Alter the data from its first line through the line containing "116L19 117L18 116L18", both included, by replacing "rock" with "boulder" and leaving all else unchanged. Omit the pictures from your answer.

>> START Record excerpts

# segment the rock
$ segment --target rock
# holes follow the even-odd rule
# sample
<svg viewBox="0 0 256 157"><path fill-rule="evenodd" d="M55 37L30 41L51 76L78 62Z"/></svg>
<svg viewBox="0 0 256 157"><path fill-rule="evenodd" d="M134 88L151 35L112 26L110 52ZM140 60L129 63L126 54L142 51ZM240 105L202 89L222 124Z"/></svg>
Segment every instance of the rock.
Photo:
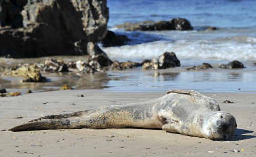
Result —
<svg viewBox="0 0 256 157"><path fill-rule="evenodd" d="M240 152L240 150L239 150L238 149L234 149L234 150L233 150L233 152Z"/></svg>
<svg viewBox="0 0 256 157"><path fill-rule="evenodd" d="M187 68L187 70L190 70L207 69L209 68L212 68L212 66L208 63L203 63L203 64L201 65L199 65L198 66L194 66L191 67L188 67Z"/></svg>
<svg viewBox="0 0 256 157"><path fill-rule="evenodd" d="M223 101L223 103L234 103L234 102L231 101L230 100L226 100Z"/></svg>
<svg viewBox="0 0 256 157"><path fill-rule="evenodd" d="M0 93L7 93L6 89L0 89Z"/></svg>
<svg viewBox="0 0 256 157"><path fill-rule="evenodd" d="M85 68L86 63L84 62L82 62L81 60L79 60L76 63L76 66L77 69L79 71L82 71Z"/></svg>
<svg viewBox="0 0 256 157"><path fill-rule="evenodd" d="M238 69L245 68L243 63L237 60L229 62L228 64L222 64L220 67L223 69Z"/></svg>
<svg viewBox="0 0 256 157"><path fill-rule="evenodd" d="M208 31L216 31L217 30L219 30L219 29L216 27L208 26L206 27L206 30Z"/></svg>
<svg viewBox="0 0 256 157"><path fill-rule="evenodd" d="M19 116L19 117L18 116L18 117L15 117L13 118L14 118L14 119L22 119L22 118L23 118L23 117L21 117L21 116Z"/></svg>
<svg viewBox="0 0 256 157"><path fill-rule="evenodd" d="M159 68L158 61L155 59L152 61L146 60L142 62L142 69L144 70L157 70Z"/></svg>
<svg viewBox="0 0 256 157"><path fill-rule="evenodd" d="M125 35L117 35L112 31L108 31L106 36L101 40L101 43L104 47L122 46L130 40Z"/></svg>
<svg viewBox="0 0 256 157"><path fill-rule="evenodd" d="M180 66L180 61L173 52L165 52L158 58L159 68L165 69Z"/></svg>
<svg viewBox="0 0 256 157"><path fill-rule="evenodd" d="M101 67L111 65L113 62L99 47L92 42L89 42L87 50L90 55L89 64L92 68L99 70Z"/></svg>
<svg viewBox="0 0 256 157"><path fill-rule="evenodd" d="M27 91L26 91L26 93L27 94L32 93L32 91L30 89L28 89L28 90L27 90Z"/></svg>
<svg viewBox="0 0 256 157"><path fill-rule="evenodd" d="M72 87L69 86L68 85L63 85L60 88L60 90L71 90L74 89Z"/></svg>
<svg viewBox="0 0 256 157"><path fill-rule="evenodd" d="M117 61L114 61L113 63L110 67L111 70L123 70L127 69L132 69L141 66L138 63L127 61L125 62L118 62Z"/></svg>
<svg viewBox="0 0 256 157"><path fill-rule="evenodd" d="M0 0L0 56L87 54L106 33L106 0Z"/></svg>
<svg viewBox="0 0 256 157"><path fill-rule="evenodd" d="M68 66L68 68L75 69L76 68L76 62L67 62L65 64Z"/></svg>
<svg viewBox="0 0 256 157"><path fill-rule="evenodd" d="M53 59L46 60L44 63L43 70L48 72L69 72L69 68L63 61L57 61Z"/></svg>
<svg viewBox="0 0 256 157"><path fill-rule="evenodd" d="M24 77L23 82L46 82L47 79L40 73L39 68L35 65L23 65L6 70L5 75Z"/></svg>
<svg viewBox="0 0 256 157"><path fill-rule="evenodd" d="M125 23L117 25L118 28L123 27L125 31L162 31L162 30L192 30L193 27L190 22L185 18L175 18L170 21L157 22L143 21L138 23Z"/></svg>

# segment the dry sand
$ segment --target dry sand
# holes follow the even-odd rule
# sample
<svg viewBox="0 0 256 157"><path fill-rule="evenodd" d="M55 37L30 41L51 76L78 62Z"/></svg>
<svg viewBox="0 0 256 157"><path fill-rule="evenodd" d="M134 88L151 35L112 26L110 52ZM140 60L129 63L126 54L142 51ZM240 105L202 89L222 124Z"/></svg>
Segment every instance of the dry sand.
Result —
<svg viewBox="0 0 256 157"><path fill-rule="evenodd" d="M256 94L204 94L236 118L238 129L229 141L143 129L1 131L0 156L256 156ZM142 101L164 94L92 90L0 98L0 130L48 114ZM226 99L234 103L223 103ZM17 116L24 118L14 118ZM234 149L241 152L233 152Z"/></svg>

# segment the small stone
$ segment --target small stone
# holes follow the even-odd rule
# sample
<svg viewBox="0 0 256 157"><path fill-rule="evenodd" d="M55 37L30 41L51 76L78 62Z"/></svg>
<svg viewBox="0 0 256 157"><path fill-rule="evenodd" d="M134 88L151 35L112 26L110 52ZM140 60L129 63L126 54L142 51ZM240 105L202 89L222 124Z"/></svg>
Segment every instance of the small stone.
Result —
<svg viewBox="0 0 256 157"><path fill-rule="evenodd" d="M240 152L240 150L239 150L238 149L234 149L234 150L233 150L233 152Z"/></svg>
<svg viewBox="0 0 256 157"><path fill-rule="evenodd" d="M60 88L60 90L71 90L74 89L72 87L69 86L67 84L63 85Z"/></svg>
<svg viewBox="0 0 256 157"><path fill-rule="evenodd" d="M17 96L20 95L20 92L10 92L8 93L8 95L10 96Z"/></svg>
<svg viewBox="0 0 256 157"><path fill-rule="evenodd" d="M223 103L234 103L234 102L231 101L230 100L226 100L223 101Z"/></svg>
<svg viewBox="0 0 256 157"><path fill-rule="evenodd" d="M0 93L7 93L7 91L5 89L0 89Z"/></svg>
<svg viewBox="0 0 256 157"><path fill-rule="evenodd" d="M30 89L28 89L26 92L26 93L27 94L29 94L29 93L32 93L32 91Z"/></svg>

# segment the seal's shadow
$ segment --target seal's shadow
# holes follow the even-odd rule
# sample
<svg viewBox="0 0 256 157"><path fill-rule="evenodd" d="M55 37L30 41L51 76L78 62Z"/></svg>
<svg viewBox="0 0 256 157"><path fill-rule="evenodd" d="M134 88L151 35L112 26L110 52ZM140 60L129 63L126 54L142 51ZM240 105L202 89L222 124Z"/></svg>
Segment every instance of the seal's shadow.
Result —
<svg viewBox="0 0 256 157"><path fill-rule="evenodd" d="M230 139L228 139L228 141L236 141L256 138L256 135L245 135L252 133L253 133L253 131L238 128L234 135Z"/></svg>

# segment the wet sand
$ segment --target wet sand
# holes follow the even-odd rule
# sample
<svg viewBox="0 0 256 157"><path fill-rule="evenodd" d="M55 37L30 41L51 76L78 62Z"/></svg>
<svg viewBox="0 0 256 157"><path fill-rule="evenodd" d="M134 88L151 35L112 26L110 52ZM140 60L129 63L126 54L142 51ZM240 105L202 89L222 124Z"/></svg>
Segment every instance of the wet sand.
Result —
<svg viewBox="0 0 256 157"><path fill-rule="evenodd" d="M228 141L211 141L162 130L144 129L1 131L0 156L255 156L255 94L204 94L215 98L222 110L231 113L236 118L238 129ZM84 97L78 97L79 94ZM1 98L0 129L8 130L48 114L142 101L164 94L164 92L77 90ZM234 103L223 103L226 99ZM13 118L17 116L24 118ZM241 151L230 151L234 149Z"/></svg>

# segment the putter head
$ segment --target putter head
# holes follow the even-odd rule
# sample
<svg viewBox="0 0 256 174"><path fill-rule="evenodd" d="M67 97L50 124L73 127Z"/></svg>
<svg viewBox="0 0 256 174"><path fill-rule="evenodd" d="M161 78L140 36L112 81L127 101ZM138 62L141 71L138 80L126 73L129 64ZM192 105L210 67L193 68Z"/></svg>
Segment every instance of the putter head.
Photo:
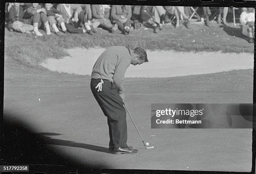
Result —
<svg viewBox="0 0 256 174"><path fill-rule="evenodd" d="M151 146L151 147L146 147L146 149L154 149L154 146Z"/></svg>

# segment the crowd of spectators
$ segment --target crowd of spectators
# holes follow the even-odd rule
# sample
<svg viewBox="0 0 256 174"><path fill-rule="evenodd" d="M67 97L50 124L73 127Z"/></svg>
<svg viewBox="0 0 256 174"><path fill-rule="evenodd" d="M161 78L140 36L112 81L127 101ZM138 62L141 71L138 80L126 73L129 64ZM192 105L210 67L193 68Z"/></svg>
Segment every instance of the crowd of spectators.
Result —
<svg viewBox="0 0 256 174"><path fill-rule="evenodd" d="M138 6L107 5L54 4L38 3L7 3L6 13L8 28L22 33L34 33L38 36L52 32L57 35L67 33L93 35L98 27L114 33L118 30L128 35L133 29L144 25L152 28L155 33L161 29L161 23L174 24L176 28L181 22L186 27L190 24L192 12L189 7ZM228 8L216 8L217 21L227 25L226 18ZM240 23L243 34L253 42L254 30L254 8L241 9ZM199 20L210 25L209 7L199 8L197 14ZM175 19L175 20L174 20Z"/></svg>

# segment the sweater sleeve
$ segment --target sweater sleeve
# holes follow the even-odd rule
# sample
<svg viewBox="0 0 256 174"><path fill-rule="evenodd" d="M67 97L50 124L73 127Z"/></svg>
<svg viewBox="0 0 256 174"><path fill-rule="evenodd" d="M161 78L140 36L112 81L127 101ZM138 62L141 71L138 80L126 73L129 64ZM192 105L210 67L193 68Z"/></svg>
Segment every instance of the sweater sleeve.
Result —
<svg viewBox="0 0 256 174"><path fill-rule="evenodd" d="M131 13L131 5L127 5L128 6L128 8L127 9L127 16L126 16L126 18L128 19L131 19L132 16L132 13Z"/></svg>
<svg viewBox="0 0 256 174"><path fill-rule="evenodd" d="M247 22L246 12L243 12L240 15L240 23L243 25L245 25Z"/></svg>
<svg viewBox="0 0 256 174"><path fill-rule="evenodd" d="M92 16L93 18L96 19L101 19L100 16L97 14L96 10L96 6L98 5L92 5Z"/></svg>
<svg viewBox="0 0 256 174"><path fill-rule="evenodd" d="M46 12L47 13L47 16L48 16L55 15L55 13L52 10L46 10Z"/></svg>
<svg viewBox="0 0 256 174"><path fill-rule="evenodd" d="M73 10L75 13L77 12L78 14L82 10L81 6L77 4L74 4L73 6Z"/></svg>
<svg viewBox="0 0 256 174"><path fill-rule="evenodd" d="M121 94L124 92L123 80L126 70L131 63L131 59L127 56L124 56L120 58L121 58L121 60L117 66L113 76L113 81L118 87L118 93L119 94Z"/></svg>
<svg viewBox="0 0 256 174"><path fill-rule="evenodd" d="M36 10L37 9L34 9L33 7L29 7L27 8L27 13L30 15L34 15L37 13Z"/></svg>
<svg viewBox="0 0 256 174"><path fill-rule="evenodd" d="M52 11L53 11L53 13L58 13L60 15L61 14L61 12L60 11L57 10L55 9L54 8L52 8Z"/></svg>
<svg viewBox="0 0 256 174"><path fill-rule="evenodd" d="M12 7L10 9L9 11L9 19L12 23L16 20L15 19L15 14L14 14L14 9Z"/></svg>
<svg viewBox="0 0 256 174"><path fill-rule="evenodd" d="M119 17L116 15L115 8L115 5L112 5L111 7L111 17L113 18L113 19L118 20L119 20Z"/></svg>

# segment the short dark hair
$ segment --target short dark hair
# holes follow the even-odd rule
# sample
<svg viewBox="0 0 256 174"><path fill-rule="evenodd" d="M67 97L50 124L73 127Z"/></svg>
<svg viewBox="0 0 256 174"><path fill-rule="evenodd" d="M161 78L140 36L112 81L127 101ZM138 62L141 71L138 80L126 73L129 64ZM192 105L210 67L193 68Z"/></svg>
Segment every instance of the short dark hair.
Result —
<svg viewBox="0 0 256 174"><path fill-rule="evenodd" d="M144 62L148 62L147 53L145 50L141 47L137 47L134 49L134 53L139 56L139 59L143 61Z"/></svg>

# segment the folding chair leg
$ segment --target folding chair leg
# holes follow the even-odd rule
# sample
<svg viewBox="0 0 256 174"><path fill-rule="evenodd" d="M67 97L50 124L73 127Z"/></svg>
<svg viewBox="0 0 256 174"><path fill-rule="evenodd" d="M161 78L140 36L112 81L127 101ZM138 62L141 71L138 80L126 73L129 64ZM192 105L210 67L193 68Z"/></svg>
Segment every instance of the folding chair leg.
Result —
<svg viewBox="0 0 256 174"><path fill-rule="evenodd" d="M236 25L236 14L235 13L235 8L233 7L232 8L233 9L233 21L234 22L234 25Z"/></svg>

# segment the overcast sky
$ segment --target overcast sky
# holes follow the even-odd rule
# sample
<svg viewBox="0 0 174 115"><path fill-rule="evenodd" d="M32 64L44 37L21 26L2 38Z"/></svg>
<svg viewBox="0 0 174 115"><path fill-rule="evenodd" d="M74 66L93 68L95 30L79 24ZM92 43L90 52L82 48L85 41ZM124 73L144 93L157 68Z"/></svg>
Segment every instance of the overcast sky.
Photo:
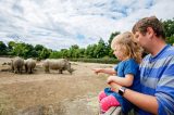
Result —
<svg viewBox="0 0 174 115"><path fill-rule="evenodd" d="M139 18L174 17L174 0L0 0L0 41L86 48Z"/></svg>

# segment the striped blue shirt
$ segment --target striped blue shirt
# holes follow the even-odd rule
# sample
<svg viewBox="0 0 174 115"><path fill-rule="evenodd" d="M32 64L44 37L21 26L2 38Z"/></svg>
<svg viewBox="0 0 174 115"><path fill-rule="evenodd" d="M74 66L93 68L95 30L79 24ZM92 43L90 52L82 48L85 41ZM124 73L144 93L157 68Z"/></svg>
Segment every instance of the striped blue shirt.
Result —
<svg viewBox="0 0 174 115"><path fill-rule="evenodd" d="M141 92L157 98L159 115L174 115L174 47L147 55L139 68ZM139 114L151 115L142 110Z"/></svg>

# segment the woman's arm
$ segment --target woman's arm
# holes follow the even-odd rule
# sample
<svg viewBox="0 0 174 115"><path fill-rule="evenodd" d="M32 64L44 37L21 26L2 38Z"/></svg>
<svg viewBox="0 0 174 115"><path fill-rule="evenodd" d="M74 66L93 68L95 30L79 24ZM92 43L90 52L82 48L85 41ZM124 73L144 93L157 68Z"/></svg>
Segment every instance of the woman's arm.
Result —
<svg viewBox="0 0 174 115"><path fill-rule="evenodd" d="M114 68L92 68L92 71L98 74L98 73L104 73L109 75L115 75L116 72Z"/></svg>
<svg viewBox="0 0 174 115"><path fill-rule="evenodd" d="M115 82L124 87L130 87L133 85L134 75L127 74L125 77L119 77L119 76L110 76L107 80L108 84Z"/></svg>

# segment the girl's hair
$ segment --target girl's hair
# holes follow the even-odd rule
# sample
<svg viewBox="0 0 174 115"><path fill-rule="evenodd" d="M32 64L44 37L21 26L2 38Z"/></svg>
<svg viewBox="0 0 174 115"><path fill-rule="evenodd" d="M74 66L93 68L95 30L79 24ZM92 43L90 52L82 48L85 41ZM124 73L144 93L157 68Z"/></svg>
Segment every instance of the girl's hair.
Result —
<svg viewBox="0 0 174 115"><path fill-rule="evenodd" d="M120 46L125 56L134 59L137 63L141 62L142 49L135 42L132 33L126 31L117 35L111 42L112 50L115 50L115 46Z"/></svg>

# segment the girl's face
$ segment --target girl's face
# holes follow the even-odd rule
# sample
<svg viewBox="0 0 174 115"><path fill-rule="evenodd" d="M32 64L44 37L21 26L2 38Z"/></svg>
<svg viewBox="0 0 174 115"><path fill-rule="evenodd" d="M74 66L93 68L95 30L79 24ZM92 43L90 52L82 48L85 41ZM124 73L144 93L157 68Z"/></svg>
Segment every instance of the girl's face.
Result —
<svg viewBox="0 0 174 115"><path fill-rule="evenodd" d="M125 60L124 49L120 44L116 44L115 49L113 50L113 54L117 58L117 60L123 61Z"/></svg>

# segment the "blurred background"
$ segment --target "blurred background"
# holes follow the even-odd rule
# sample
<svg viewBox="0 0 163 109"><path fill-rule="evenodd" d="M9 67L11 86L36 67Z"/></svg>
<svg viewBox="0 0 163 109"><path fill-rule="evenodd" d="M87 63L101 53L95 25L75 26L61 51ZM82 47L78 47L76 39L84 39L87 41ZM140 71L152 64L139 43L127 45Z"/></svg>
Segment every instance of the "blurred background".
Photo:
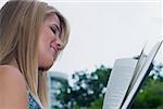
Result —
<svg viewBox="0 0 163 109"><path fill-rule="evenodd" d="M42 1L71 25L70 42L49 71L51 109L101 109L115 59L139 56L145 44L148 53L163 39L162 0ZM163 109L162 50L131 109Z"/></svg>

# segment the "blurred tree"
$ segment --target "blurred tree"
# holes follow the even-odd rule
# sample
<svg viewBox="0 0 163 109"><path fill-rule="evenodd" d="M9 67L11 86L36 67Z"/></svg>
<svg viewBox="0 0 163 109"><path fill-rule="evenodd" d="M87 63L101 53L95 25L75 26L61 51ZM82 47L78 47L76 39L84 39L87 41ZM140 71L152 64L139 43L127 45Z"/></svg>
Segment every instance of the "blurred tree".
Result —
<svg viewBox="0 0 163 109"><path fill-rule="evenodd" d="M73 74L74 85L64 86L57 99L64 109L85 109L98 98L104 96L111 69L101 66L91 73L78 71Z"/></svg>
<svg viewBox="0 0 163 109"><path fill-rule="evenodd" d="M163 109L163 64L154 65L131 109Z"/></svg>

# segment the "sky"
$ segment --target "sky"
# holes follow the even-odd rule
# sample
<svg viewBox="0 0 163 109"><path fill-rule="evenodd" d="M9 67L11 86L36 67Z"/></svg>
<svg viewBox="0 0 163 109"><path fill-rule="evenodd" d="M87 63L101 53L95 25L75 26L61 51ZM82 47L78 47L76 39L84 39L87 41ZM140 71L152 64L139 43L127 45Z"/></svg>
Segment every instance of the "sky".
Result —
<svg viewBox="0 0 163 109"><path fill-rule="evenodd" d="M161 0L42 1L58 9L71 26L68 44L50 71L71 77L101 65L113 67L115 59L139 55L146 43L148 53L163 39ZM158 62L163 62L162 52L155 57Z"/></svg>

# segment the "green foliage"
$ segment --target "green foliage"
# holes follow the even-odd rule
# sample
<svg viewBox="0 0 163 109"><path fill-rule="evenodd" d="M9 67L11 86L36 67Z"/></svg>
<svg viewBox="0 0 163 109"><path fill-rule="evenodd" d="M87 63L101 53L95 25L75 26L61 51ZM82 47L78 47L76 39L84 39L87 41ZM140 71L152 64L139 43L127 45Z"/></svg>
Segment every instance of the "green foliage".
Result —
<svg viewBox="0 0 163 109"><path fill-rule="evenodd" d="M163 109L163 65L153 67L151 74L138 92L131 109ZM87 73L73 74L74 84L64 85L58 95L62 109L102 109L103 97L111 69L101 66Z"/></svg>
<svg viewBox="0 0 163 109"><path fill-rule="evenodd" d="M91 73L86 73L85 71L75 72L73 74L74 85L62 87L61 94L57 97L58 100L61 101L65 109L90 107L96 99L104 96L110 72L111 69L104 66Z"/></svg>

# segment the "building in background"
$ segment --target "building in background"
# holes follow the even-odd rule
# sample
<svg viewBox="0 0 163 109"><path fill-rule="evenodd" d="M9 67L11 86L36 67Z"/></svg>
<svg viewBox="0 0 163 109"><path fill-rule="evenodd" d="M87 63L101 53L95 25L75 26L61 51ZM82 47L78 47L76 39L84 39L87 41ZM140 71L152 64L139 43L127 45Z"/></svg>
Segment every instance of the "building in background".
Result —
<svg viewBox="0 0 163 109"><path fill-rule="evenodd" d="M48 73L50 109L54 109L55 106L61 106L60 101L57 100L57 95L61 93L60 88L67 84L67 77L66 73L58 71L50 71Z"/></svg>

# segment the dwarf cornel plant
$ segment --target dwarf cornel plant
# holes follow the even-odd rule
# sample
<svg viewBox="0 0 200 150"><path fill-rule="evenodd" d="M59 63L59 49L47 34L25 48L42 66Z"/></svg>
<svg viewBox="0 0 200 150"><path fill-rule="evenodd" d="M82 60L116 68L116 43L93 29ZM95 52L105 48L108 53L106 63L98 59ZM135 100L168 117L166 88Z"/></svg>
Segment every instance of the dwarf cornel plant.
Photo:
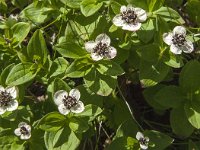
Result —
<svg viewBox="0 0 200 150"><path fill-rule="evenodd" d="M0 149L200 149L199 8L0 0Z"/></svg>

>> END Record excerpts

▶ _Written answer_:
# segment the boulder
$ segment --target boulder
# holes follow the even-odd rule
# sample
<svg viewBox="0 0 256 157"><path fill-rule="evenodd" d="M55 37L30 41L51 76L78 62Z"/></svg>
<svg viewBox="0 0 256 157"><path fill-rule="evenodd" d="M134 88L151 35L112 26L110 52ZM140 60L129 63L126 54L142 51ZM240 105L202 89L222 124Z"/></svg>
Segment every instance of the boulder.
Photo:
Result —
<svg viewBox="0 0 256 157"><path fill-rule="evenodd" d="M240 152L240 150L239 150L238 149L234 149L234 150L233 150L233 152Z"/></svg>
<svg viewBox="0 0 256 157"><path fill-rule="evenodd" d="M187 68L187 70L190 70L207 69L209 68L212 68L212 66L208 63L203 63L203 64L201 65L199 65L198 66L194 66L191 67L188 67Z"/></svg>
<svg viewBox="0 0 256 157"><path fill-rule="evenodd" d="M223 101L223 103L234 103L234 102L231 101L230 100L226 100Z"/></svg>
<svg viewBox="0 0 256 157"><path fill-rule="evenodd" d="M0 93L7 93L6 89L0 89Z"/></svg>
<svg viewBox="0 0 256 157"><path fill-rule="evenodd" d="M85 68L86 63L84 62L82 62L81 60L79 60L76 63L76 66L77 69L79 71L82 71Z"/></svg>
<svg viewBox="0 0 256 157"><path fill-rule="evenodd" d="M238 69L245 68L243 63L237 60L229 62L228 64L222 64L220 67L223 69Z"/></svg>
<svg viewBox="0 0 256 157"><path fill-rule="evenodd" d="M208 31L216 31L217 30L219 30L219 29L216 27L208 26L206 27L206 30Z"/></svg>
<svg viewBox="0 0 256 157"><path fill-rule="evenodd" d="M19 116L19 117L18 116L18 117L15 117L13 118L14 118L14 119L22 119L22 118L23 118L23 117L21 117L21 116Z"/></svg>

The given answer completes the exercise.